- **STATED PROBLEM**:
Pull out each line of the records that contains the word "building", and copy those lines.

-- Begin DATA EXCERPTS --

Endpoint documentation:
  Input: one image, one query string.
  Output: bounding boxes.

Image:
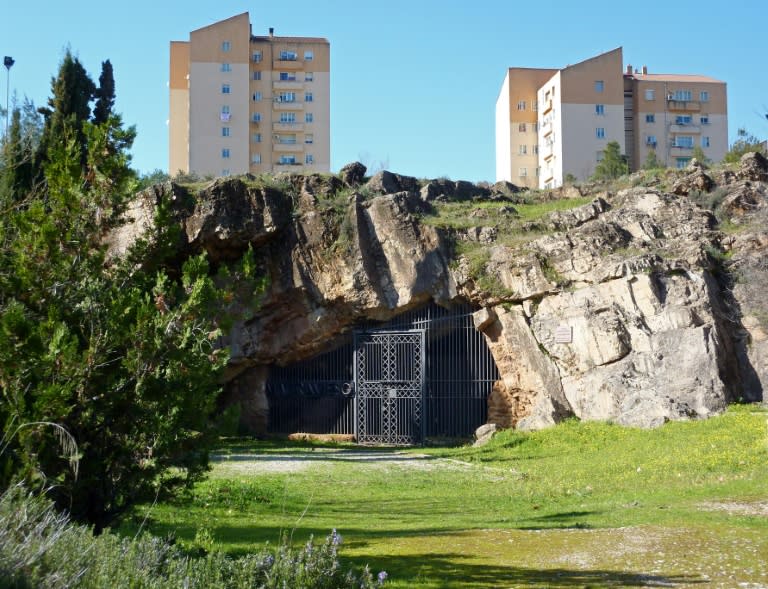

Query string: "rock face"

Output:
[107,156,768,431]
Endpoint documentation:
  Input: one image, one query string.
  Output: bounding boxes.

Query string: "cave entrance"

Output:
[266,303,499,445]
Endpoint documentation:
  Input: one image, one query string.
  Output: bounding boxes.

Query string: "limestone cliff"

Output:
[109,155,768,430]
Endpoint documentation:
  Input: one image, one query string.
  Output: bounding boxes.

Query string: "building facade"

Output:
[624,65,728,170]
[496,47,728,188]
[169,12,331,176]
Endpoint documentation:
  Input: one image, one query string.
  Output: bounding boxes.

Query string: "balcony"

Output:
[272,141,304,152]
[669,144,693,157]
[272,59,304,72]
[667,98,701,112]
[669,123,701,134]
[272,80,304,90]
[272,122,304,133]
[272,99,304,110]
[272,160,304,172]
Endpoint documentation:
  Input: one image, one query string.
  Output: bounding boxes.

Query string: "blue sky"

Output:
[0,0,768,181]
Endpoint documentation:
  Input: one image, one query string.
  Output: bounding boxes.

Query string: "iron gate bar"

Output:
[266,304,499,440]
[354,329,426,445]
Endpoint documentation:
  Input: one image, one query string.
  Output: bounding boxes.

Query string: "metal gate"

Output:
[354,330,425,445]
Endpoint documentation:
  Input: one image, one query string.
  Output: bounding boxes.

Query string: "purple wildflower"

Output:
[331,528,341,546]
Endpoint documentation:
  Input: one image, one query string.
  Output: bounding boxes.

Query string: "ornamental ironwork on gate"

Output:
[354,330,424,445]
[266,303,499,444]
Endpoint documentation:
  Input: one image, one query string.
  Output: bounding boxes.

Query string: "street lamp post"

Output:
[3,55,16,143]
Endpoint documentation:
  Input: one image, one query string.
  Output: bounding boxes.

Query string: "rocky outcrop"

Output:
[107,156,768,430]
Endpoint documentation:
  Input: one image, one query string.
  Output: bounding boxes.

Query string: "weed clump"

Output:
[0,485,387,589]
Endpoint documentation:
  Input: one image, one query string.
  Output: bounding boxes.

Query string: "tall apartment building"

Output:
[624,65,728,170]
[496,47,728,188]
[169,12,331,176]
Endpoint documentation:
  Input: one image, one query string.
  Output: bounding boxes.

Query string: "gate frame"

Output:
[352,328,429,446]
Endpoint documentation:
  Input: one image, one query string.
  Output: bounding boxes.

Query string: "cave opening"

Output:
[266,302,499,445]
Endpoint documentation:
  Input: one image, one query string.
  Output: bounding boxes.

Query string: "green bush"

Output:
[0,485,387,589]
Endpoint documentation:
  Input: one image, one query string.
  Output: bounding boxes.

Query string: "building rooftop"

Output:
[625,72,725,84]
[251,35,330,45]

-- End DATA EXCERPTS --

- **OUTPUT FOR THIS EXERCISE**:
Query string: "building facade"
Query string: "tall apartment building"
Query string: "building rooftop"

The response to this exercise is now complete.